Prompt: Omitting all pictures, retype the entries below exactly as given.

--- Supplied information ---

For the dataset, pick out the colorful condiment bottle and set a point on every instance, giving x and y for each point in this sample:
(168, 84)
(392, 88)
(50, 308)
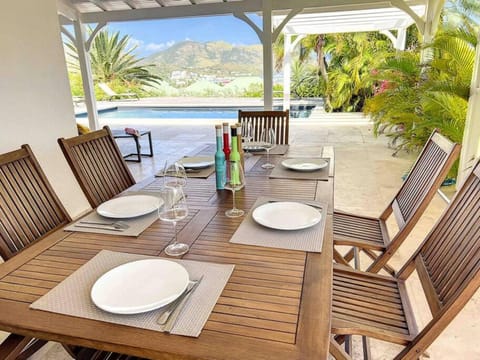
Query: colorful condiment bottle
(219, 159)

---

Written answer:
For the dataset, pick out the colorful condiment bottle and set a point on every instance, giving x and y for each point in this sample:
(168, 84)
(392, 88)
(50, 308)
Query: colorful condiment bottle
(219, 159)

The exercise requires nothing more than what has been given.